- **Short task**
Find every line in the items below that contains the word "white", and copy each of those lines.

- **The records**

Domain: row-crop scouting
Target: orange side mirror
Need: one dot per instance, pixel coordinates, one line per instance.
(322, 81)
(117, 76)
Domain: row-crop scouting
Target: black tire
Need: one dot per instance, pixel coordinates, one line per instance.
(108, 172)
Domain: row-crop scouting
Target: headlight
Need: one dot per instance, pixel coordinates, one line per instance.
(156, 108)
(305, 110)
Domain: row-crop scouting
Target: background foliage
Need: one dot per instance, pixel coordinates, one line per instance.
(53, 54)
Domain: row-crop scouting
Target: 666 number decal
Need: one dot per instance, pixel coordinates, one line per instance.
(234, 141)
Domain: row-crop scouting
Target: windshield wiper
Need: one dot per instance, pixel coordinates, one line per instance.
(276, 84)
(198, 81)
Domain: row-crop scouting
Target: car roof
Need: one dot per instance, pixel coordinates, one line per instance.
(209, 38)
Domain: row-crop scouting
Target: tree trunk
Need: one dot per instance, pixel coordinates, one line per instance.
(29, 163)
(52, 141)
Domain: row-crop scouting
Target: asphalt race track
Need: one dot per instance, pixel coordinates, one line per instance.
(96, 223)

==

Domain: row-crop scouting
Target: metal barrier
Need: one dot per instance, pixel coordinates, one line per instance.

...

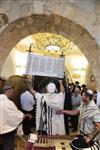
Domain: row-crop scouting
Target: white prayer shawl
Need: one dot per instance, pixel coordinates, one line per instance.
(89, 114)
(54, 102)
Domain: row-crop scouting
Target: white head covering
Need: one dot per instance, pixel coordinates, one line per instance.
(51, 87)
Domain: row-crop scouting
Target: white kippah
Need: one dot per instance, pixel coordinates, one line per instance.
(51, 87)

- **Finished exercise**
Target: white prayer shawl
Target: white head covering
Target: white kippah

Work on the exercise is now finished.